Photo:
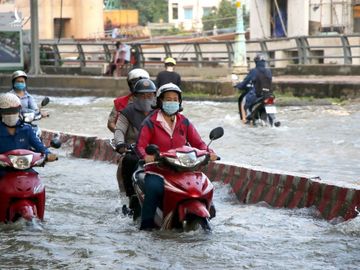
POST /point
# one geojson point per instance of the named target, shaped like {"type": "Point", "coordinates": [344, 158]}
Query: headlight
{"type": "Point", "coordinates": [21, 162]}
{"type": "Point", "coordinates": [187, 160]}
{"type": "Point", "coordinates": [29, 117]}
○ ○ ○ ○ ○ ○ ○
WHAT THE TASK ASKS:
The entries above need to be repeated in full, word for word. Skip the images.

YOUR RESPONSE:
Photo:
POST /point
# one geojson point per instance of the named target, shaped like {"type": "Point", "coordinates": [344, 158]}
Query: headlight
{"type": "Point", "coordinates": [21, 162]}
{"type": "Point", "coordinates": [187, 160]}
{"type": "Point", "coordinates": [29, 117]}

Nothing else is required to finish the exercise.